_Reading text_
━━━━━━━━━━━━━━━━━━━━

The TR-004 units arrived. The plan is to put four of the 16TB WD drives into each of the TR-004's. I am experimenting with running the TR-004's off a Pi5, but that may turn out to be too slow. I have a problem in that I have 10 x WD 16TB drives in my primary storage server and I had 4 spares. Two of those spares are now in one of TR-004's. One is off getting replaced under warranty and another spare seems to have died as well. I don't want to pull the drives from the primary storage server until I can generate more plots. Its currently too hot for that at the moment and you need to use an Nvidia GPU if you want compressed plots. I got 10 x Seagate 20TB drives to put into the primary storage server which will increase its capacity and free up those WD 16TB drives but the weather is holding me back.

━━━━━━━━━━━━━━━━━━━━

_Supplied information_
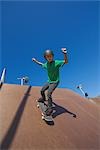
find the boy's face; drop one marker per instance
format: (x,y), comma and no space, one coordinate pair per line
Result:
(49,57)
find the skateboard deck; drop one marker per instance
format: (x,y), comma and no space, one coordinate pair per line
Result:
(43,108)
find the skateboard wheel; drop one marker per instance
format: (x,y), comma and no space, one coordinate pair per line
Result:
(42,117)
(37,105)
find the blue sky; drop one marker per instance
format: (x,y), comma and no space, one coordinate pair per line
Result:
(28,28)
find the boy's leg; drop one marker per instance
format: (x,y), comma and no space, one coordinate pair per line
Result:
(44,88)
(51,88)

━━━━━━━━━━━━━━━━━━━━

_Given request_
Repeat the stretch of the text about the TR-004 units from "The TR-004 units" through "holding me back.".

_Answer to the task_
The TR-004 units arrived. The plan is to put four of the 16TB WD drives into each of the TR-004's. I am experimenting with running the TR-004's off a Pi5, but that may turn out to be too slow. I have a problem in that I have 10 x WD 16TB drives in my primary storage server and I had 4 spares. Two of those spares are now in one of TR-004's. One is off getting replaced under warranty and another spare seems to have died as well. I don't want to pull the drives from the primary storage server until I can generate more plots. Its currently too hot for that at the moment and you need to use an Nvidia GPU if you want compressed plots. I got 10 x Seagate 20TB drives to put into the primary storage server which will increase its capacity and free up those WD 16TB drives but the weather is holding me back.